Please write out the material that follows, exactly as it stands.

===== Material to process

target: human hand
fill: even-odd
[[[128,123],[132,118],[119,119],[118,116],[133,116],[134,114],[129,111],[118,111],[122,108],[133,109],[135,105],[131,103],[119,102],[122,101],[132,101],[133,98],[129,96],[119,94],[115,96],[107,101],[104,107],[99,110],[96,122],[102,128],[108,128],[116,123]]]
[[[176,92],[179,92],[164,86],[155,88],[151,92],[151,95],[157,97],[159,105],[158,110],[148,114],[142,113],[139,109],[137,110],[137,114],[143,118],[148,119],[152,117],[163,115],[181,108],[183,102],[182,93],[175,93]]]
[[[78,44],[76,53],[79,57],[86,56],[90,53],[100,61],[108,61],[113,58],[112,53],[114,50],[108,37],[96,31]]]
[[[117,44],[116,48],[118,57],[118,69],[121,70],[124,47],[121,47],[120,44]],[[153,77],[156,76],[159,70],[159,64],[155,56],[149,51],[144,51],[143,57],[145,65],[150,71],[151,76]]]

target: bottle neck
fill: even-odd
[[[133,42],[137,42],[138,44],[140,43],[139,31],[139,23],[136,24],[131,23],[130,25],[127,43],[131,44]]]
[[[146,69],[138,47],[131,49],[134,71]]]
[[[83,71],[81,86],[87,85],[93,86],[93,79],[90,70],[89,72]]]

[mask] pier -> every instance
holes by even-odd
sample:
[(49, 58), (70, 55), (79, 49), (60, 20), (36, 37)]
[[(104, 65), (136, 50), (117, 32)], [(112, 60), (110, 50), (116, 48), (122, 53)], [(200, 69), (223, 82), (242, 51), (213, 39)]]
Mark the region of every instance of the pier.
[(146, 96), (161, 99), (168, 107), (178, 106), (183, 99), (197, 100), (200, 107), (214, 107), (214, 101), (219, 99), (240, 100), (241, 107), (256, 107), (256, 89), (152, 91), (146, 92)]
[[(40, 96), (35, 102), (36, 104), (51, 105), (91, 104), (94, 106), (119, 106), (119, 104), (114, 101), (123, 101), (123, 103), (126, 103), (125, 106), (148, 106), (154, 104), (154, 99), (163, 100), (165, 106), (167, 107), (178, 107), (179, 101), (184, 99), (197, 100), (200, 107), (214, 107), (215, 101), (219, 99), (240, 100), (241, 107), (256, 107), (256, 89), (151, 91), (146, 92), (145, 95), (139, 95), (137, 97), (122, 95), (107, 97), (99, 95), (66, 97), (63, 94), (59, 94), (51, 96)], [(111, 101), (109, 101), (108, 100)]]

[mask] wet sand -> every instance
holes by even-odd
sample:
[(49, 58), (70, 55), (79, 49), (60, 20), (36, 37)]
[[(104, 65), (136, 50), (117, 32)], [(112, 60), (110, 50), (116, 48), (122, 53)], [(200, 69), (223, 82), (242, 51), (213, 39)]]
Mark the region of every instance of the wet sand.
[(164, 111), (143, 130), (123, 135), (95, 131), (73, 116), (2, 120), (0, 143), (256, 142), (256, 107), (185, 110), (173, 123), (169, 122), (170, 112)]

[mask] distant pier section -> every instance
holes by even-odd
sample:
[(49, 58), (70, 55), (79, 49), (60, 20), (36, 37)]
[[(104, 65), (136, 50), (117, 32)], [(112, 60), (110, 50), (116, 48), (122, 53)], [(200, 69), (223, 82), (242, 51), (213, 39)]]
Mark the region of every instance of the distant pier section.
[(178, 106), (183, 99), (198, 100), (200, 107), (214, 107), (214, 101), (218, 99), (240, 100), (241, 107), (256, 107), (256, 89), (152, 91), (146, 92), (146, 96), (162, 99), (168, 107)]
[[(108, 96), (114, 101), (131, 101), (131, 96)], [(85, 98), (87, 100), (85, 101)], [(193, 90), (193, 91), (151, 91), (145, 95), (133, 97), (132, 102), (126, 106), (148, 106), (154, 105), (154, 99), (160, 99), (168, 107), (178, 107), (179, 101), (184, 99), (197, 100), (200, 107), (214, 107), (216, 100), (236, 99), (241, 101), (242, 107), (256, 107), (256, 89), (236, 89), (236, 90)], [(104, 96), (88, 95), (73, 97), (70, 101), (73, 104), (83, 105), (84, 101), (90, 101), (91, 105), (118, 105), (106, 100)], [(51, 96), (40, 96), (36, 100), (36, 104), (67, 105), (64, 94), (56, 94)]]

==========

The output |
target: human hand
fill: even-odd
[[[128,123],[132,118],[119,119],[118,116],[133,116],[134,114],[129,111],[118,111],[122,108],[133,109],[135,105],[131,103],[119,102],[122,101],[132,101],[133,98],[129,96],[119,94],[115,96],[107,101],[104,107],[99,110],[96,122],[102,128],[108,128],[116,123]]]
[[[176,92],[179,92],[164,86],[155,88],[151,92],[151,95],[157,97],[159,105],[158,110],[148,114],[142,113],[139,109],[137,110],[137,114],[143,118],[148,119],[152,117],[163,115],[181,108],[183,102],[182,93],[175,93]]]
[[[78,44],[76,53],[79,57],[86,56],[90,53],[100,61],[108,61],[113,58],[112,53],[114,50],[108,37],[96,31]]]
[[[117,44],[116,48],[118,57],[118,69],[121,70],[124,47],[121,47],[120,44]],[[153,77],[156,76],[159,70],[159,64],[155,56],[149,51],[144,51],[143,57],[145,65],[150,71],[151,76]]]

target: bottle neck
fill: even-odd
[[[133,42],[137,42],[138,44],[140,43],[139,31],[139,23],[136,24],[131,23],[130,25],[127,43],[131,44]]]
[[[146,69],[138,47],[131,49],[134,71]]]
[[[83,71],[81,86],[87,85],[93,86],[93,79],[90,70],[89,72]]]

[mask] pier -> every instance
holes by even-odd
sample:
[(49, 58), (70, 55), (79, 49), (60, 20), (36, 37)]
[[(104, 65), (136, 50), (117, 32)], [(112, 60), (110, 50), (116, 48), (122, 53)], [(200, 69), (223, 82), (242, 51), (213, 39)]]
Mark the region of every instance of the pier.
[(146, 96), (161, 99), (168, 107), (178, 106), (183, 99), (197, 100), (200, 107), (214, 107), (214, 101), (219, 99), (240, 100), (241, 107), (256, 107), (256, 89), (152, 91), (146, 92)]
[[(40, 96), (35, 102), (36, 104), (51, 105), (91, 104), (94, 106), (119, 106), (119, 104), (114, 101), (123, 101), (123, 103), (126, 103), (125, 106), (148, 106), (154, 104), (154, 99), (163, 100), (165, 106), (167, 107), (178, 107), (179, 101), (184, 99), (197, 100), (200, 107), (214, 107), (215, 101), (219, 99), (240, 100), (241, 107), (256, 107), (256, 89), (151, 91), (146, 92), (145, 95), (139, 95), (137, 97), (122, 95), (107, 97), (99, 95), (66, 97), (63, 94), (59, 94), (51, 96)], [(111, 101), (109, 101), (108, 100)]]

[mask] wet sand -> every instance
holes by even-odd
sample:
[(49, 58), (70, 55), (79, 49), (60, 20), (36, 37)]
[[(104, 65), (136, 50), (117, 32)], [(112, 60), (110, 50), (116, 48), (122, 53)], [(200, 69), (223, 82), (242, 51), (213, 39)]]
Mark the region of every instance of the wet sand.
[(164, 111), (143, 130), (123, 135), (95, 131), (73, 116), (2, 120), (0, 143), (256, 142), (256, 107), (185, 110), (173, 123), (169, 122), (170, 112)]

[mask] distant pier section -> every instance
holes by even-odd
sample:
[(49, 58), (70, 55), (79, 49), (60, 20), (36, 37)]
[[(104, 65), (136, 50), (117, 32)], [(112, 60), (110, 50), (116, 48), (122, 53)], [(200, 69), (223, 82), (242, 51), (213, 39)]]
Mark the region of every instance of the distant pier section.
[(178, 106), (183, 99), (198, 100), (200, 107), (214, 107), (214, 101), (218, 99), (240, 100), (241, 107), (256, 107), (256, 89), (152, 91), (146, 92), (146, 96), (162, 99), (168, 107)]
[[(108, 96), (114, 101), (131, 101), (131, 96)], [(85, 98), (87, 100), (85, 101)], [(193, 90), (193, 91), (151, 91), (145, 95), (133, 97), (132, 102), (126, 106), (148, 106), (154, 105), (154, 99), (160, 99), (168, 107), (178, 107), (179, 101), (184, 99), (197, 100), (200, 107), (214, 107), (216, 100), (236, 99), (241, 101), (242, 107), (256, 107), (256, 89), (236, 89), (236, 90)], [(104, 96), (88, 95), (73, 97), (70, 101), (73, 104), (83, 105), (84, 101), (90, 101), (91, 105), (118, 105), (106, 100)], [(51, 96), (40, 96), (36, 100), (36, 104), (67, 105), (64, 94), (56, 94)]]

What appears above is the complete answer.